Request: Revise the passage of the Bitcoin discussion starting at "So what happens" and ending at "stop, and so on.", replacing every instance of "miners" with "validators".

So what happens if the amount of miners diminishes (say...when they realise their net gain in currency is lower than their net loss in electricity usage) ? Then transactions will happen slower, delaying everything, putting more work on the remaining miners, which'll mean they at one point realise they're really losing money as well, so they'll stop, and so on.

Of course it's not an easy calculation when the crash will happen (it depends on how long its users remain believers), but on a long enough timeline, bitcoin will be worth nothing.


dAVID_ said:


> Bitcoin has no practical purpose. If it's privacy you want, then Bitcoin is not the answer, as all transactions on the blockchain are public. The moment you turn your Bitcoin into usable money (e.g. USD), any semblance of privacy is destroyed, as you'll have to declare that income to the IRS or risk hefty fines and/or prison time. If you want to use it as a regular currency (in other words, you're not just buying Bitcoin hoping the price will hike), you'll quickly realize that transactions on the blockchain are painfully slow, with a maximum of *seven* (7) transactions per second at any given time. This is why Bitcoin transactions take an hour to complete on average.
> Then there are the fees. A $17 fee on any transaction of any amount means that Bitcoin is completely useless for transferring small amounts of money.
> Bitcoin, in its current state, is a burning pile of shit.


Heh...nice reply. With this kind of state, the inevidable crash will happen sooner rather than later. 

(though, okay: the devil's advocate in me says that the people wanting privacy don't really care about profits from speculation and those speculating big are at best annoyed by the legal forms to abide by the law. So that argument is kind of moot.)


----------



## korbinian (Mar 18, 2021)

dAVID_ said:


> Bitcoin has no practical purpose. If it's privacy you want, then Bitcoin is not the answer, as all transactions on the blockchain are public. The moment you turn your Bitcoin into usable money (e.g. USD), any semblance of privacy is destroyed, as you'll have to declare that income to the IRS or risk hefty fines and/or prison time. If you want to use it as a regular currency (in other words, you're not just buying Bitcoin hoping the price will hike), you'll quickly realize that transactions on the blockchain are painfully slow, with a maximum of *seven* (7) transactions per second at any given time. This is why Bitcoin transactions take an hour to complete on average.
> Then there are the fees. A $17 fee on any transaction of any amount means that Bitcoin is completely useless for transferring small amounts of money.
> Bitcoin, in its current state, is a burning pile of shit.



probably best reply ITT. bitcoin does not resemble any of the properties you'd need it to have in order to be useful in day 2 day usage (and on top it has developed serious issues like congestion, i'm having a tx stuck in the BTC mempool for literally 2 months now, not joking). theres other blockchains for that (which don't even require mining in the first place and solve other problems too, but this isn't a shill and certainly no financial advice). also, as it has been correctly stated bitcoin just wastes a squared metric butt-ton of power and is of no benefit to mother earth but your quick buck.

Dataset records
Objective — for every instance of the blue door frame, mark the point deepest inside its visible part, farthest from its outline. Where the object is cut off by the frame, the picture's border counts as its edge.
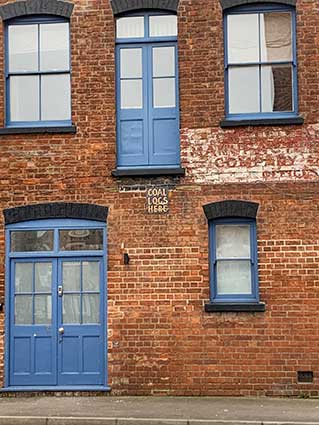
(75, 359)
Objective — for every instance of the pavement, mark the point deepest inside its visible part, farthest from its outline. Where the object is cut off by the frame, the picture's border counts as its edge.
(111, 410)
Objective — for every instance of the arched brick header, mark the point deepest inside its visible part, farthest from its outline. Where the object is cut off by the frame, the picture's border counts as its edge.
(122, 6)
(36, 7)
(233, 208)
(55, 210)
(227, 4)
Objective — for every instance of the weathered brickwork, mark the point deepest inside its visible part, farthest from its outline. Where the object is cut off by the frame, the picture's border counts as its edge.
(160, 339)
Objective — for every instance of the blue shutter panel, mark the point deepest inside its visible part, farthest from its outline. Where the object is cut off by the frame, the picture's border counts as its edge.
(132, 123)
(163, 123)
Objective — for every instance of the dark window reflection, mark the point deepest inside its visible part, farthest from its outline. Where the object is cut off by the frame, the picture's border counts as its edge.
(32, 240)
(81, 240)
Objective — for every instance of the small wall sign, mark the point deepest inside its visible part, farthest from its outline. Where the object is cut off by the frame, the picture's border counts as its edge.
(157, 200)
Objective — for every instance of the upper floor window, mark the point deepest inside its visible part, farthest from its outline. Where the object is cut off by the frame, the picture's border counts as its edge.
(260, 61)
(147, 91)
(38, 72)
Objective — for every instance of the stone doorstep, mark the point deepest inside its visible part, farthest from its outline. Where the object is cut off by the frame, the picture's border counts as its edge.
(41, 420)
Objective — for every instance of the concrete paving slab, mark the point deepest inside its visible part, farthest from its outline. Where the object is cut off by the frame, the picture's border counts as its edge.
(161, 410)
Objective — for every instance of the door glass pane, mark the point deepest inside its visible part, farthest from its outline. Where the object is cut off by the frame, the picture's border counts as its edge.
(164, 92)
(131, 63)
(243, 90)
(32, 240)
(54, 47)
(43, 277)
(23, 48)
(276, 36)
(243, 38)
(131, 94)
(132, 27)
(71, 275)
(81, 239)
(55, 97)
(232, 241)
(24, 98)
(163, 25)
(23, 277)
(91, 308)
(163, 62)
(277, 88)
(42, 309)
(91, 276)
(233, 277)
(71, 308)
(23, 310)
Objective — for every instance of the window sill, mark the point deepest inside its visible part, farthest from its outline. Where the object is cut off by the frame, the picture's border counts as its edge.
(228, 122)
(234, 307)
(148, 172)
(38, 130)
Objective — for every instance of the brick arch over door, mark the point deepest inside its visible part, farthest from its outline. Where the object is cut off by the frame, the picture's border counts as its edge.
(55, 210)
(227, 4)
(123, 6)
(36, 7)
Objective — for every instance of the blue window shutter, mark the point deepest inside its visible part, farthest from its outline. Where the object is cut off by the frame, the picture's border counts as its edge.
(163, 122)
(148, 136)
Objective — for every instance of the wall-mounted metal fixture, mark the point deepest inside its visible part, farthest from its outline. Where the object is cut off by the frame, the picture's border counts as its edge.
(305, 376)
(126, 258)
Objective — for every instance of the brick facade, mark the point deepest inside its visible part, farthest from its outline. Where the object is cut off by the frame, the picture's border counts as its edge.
(160, 339)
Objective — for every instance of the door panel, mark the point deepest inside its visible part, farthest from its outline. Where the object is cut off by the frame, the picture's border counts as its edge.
(56, 333)
(80, 347)
(33, 336)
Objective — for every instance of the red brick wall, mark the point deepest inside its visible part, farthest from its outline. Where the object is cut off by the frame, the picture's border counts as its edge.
(160, 339)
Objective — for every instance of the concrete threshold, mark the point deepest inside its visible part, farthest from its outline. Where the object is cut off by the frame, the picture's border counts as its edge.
(71, 420)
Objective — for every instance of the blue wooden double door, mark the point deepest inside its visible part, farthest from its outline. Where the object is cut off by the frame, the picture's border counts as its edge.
(56, 322)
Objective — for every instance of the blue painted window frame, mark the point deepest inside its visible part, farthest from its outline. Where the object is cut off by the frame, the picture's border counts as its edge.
(144, 42)
(35, 20)
(261, 8)
(234, 298)
(55, 225)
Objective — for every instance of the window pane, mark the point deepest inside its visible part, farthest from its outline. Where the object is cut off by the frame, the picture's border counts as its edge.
(163, 62)
(232, 241)
(243, 39)
(131, 94)
(55, 97)
(54, 47)
(164, 92)
(32, 240)
(243, 89)
(91, 308)
(23, 310)
(43, 277)
(233, 277)
(23, 48)
(71, 309)
(23, 277)
(91, 276)
(132, 27)
(277, 88)
(71, 275)
(276, 36)
(81, 239)
(163, 25)
(24, 98)
(131, 63)
(42, 310)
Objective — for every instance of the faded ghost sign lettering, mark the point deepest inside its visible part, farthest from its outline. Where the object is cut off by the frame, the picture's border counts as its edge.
(157, 200)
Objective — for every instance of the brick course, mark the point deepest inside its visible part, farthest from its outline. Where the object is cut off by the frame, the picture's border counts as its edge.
(160, 339)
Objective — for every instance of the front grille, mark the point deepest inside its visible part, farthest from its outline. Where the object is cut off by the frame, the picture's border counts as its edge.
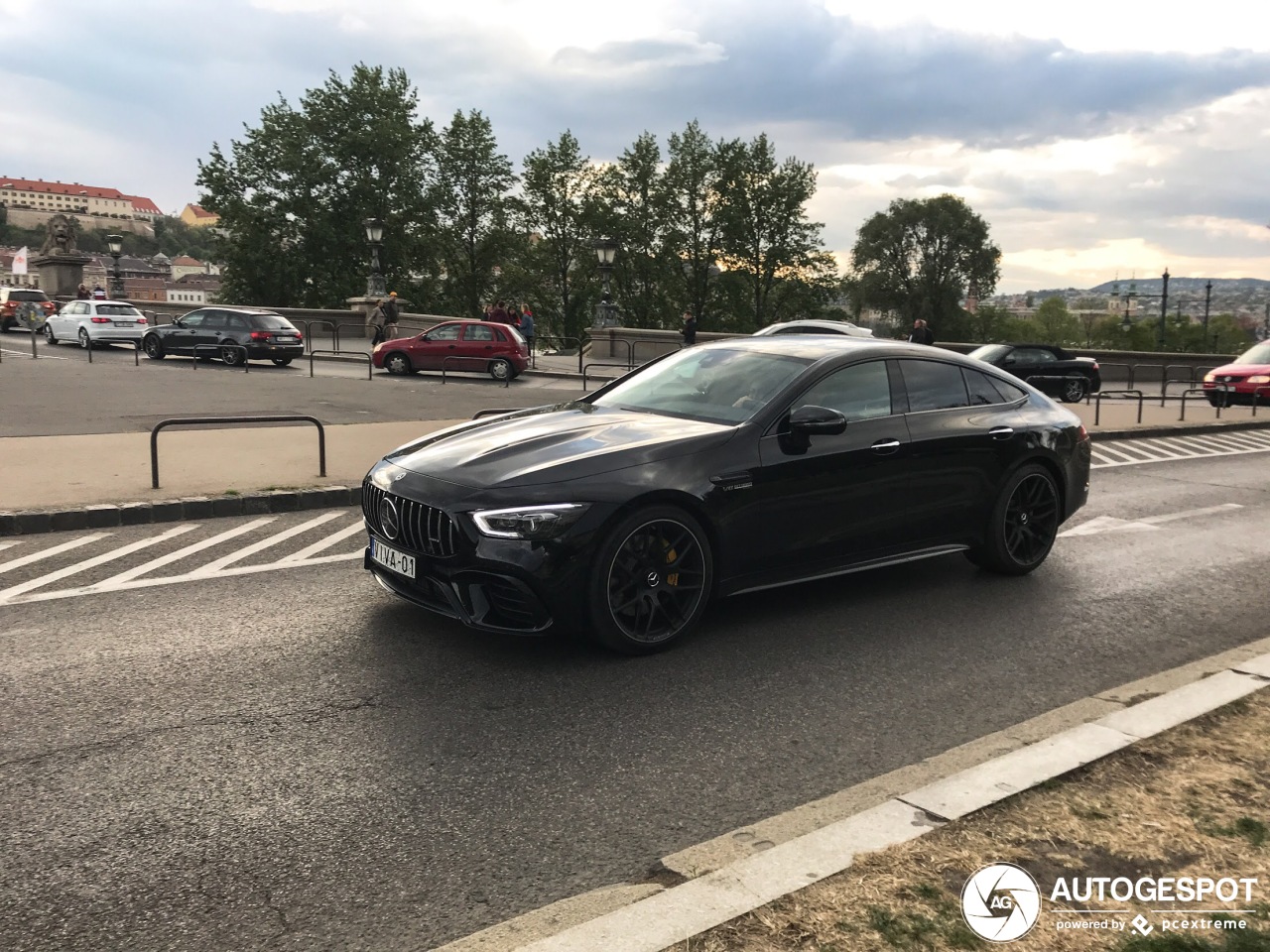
(425, 529)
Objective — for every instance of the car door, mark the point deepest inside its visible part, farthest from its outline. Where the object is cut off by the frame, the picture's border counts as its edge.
(430, 350)
(829, 500)
(964, 436)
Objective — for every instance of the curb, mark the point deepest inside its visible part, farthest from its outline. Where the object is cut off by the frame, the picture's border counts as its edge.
(99, 517)
(671, 915)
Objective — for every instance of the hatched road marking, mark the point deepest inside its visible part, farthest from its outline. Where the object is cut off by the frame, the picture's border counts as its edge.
(1139, 449)
(143, 575)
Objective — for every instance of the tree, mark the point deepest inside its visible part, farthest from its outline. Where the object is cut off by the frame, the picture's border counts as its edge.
(293, 194)
(920, 258)
(693, 218)
(557, 193)
(765, 235)
(472, 202)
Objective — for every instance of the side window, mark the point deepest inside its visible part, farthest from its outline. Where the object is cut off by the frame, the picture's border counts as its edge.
(980, 389)
(445, 331)
(858, 393)
(1011, 393)
(934, 386)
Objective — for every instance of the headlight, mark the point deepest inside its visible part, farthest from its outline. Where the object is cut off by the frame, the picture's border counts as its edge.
(530, 522)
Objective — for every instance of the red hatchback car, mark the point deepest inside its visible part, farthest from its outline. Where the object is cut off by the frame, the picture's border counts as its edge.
(486, 347)
(1237, 382)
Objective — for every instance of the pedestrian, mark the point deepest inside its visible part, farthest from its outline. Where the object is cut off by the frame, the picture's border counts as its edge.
(922, 334)
(690, 329)
(376, 321)
(527, 327)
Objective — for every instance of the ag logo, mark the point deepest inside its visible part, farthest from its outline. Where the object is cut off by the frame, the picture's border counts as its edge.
(1001, 902)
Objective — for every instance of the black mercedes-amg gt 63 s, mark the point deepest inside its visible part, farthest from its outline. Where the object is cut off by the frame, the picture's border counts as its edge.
(728, 467)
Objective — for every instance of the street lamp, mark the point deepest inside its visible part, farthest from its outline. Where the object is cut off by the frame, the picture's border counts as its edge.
(606, 311)
(375, 286)
(116, 244)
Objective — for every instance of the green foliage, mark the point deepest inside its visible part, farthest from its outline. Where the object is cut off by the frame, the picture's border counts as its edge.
(921, 255)
(294, 193)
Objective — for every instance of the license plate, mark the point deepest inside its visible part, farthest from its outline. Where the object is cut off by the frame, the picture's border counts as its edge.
(391, 558)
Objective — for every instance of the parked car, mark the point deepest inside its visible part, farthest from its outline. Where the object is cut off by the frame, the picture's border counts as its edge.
(734, 466)
(1034, 362)
(488, 347)
(24, 307)
(1239, 380)
(842, 327)
(234, 334)
(91, 322)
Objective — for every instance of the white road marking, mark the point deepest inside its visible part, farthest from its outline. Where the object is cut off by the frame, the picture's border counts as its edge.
(183, 552)
(8, 594)
(212, 567)
(55, 549)
(1150, 524)
(326, 542)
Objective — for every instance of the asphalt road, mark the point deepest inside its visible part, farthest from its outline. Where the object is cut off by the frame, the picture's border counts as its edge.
(67, 395)
(289, 758)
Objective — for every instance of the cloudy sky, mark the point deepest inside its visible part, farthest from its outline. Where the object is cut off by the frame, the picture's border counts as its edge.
(1095, 137)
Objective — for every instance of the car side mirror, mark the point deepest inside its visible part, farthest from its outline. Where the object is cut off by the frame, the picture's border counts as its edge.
(813, 420)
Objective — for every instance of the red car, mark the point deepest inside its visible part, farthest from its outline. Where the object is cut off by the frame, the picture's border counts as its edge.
(1237, 382)
(488, 347)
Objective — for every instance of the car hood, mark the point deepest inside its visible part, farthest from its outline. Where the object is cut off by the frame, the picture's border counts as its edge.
(553, 444)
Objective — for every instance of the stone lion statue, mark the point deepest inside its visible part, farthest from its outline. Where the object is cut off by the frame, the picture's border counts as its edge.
(60, 236)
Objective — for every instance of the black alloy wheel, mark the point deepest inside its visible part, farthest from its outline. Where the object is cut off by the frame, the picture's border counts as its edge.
(1024, 524)
(1074, 390)
(398, 365)
(651, 581)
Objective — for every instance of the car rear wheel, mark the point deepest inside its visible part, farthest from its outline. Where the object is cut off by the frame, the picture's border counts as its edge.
(1074, 390)
(651, 581)
(398, 365)
(1024, 524)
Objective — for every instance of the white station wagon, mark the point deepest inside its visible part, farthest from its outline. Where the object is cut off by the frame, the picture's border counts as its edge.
(91, 322)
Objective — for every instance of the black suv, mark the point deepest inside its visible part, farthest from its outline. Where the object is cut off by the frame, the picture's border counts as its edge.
(234, 334)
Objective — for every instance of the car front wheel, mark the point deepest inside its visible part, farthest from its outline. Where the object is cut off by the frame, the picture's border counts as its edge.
(398, 365)
(651, 581)
(1024, 524)
(1074, 391)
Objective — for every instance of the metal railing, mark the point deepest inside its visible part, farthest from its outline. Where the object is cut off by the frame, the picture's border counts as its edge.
(221, 420)
(339, 356)
(218, 348)
(1115, 395)
(486, 361)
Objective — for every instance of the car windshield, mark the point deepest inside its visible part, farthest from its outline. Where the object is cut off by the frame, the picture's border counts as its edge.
(707, 384)
(989, 352)
(1257, 354)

Exercise output:
So what happens if the amount of validators diminishes (say...when they realise their net gain in currency is lower than their net loss in electricity usage) ? Then transactions will happen slower, delaying everything, putting more work on the remaining validators, which'll mean they at one point realise they're really losing money as well, so they'll stop, and so on.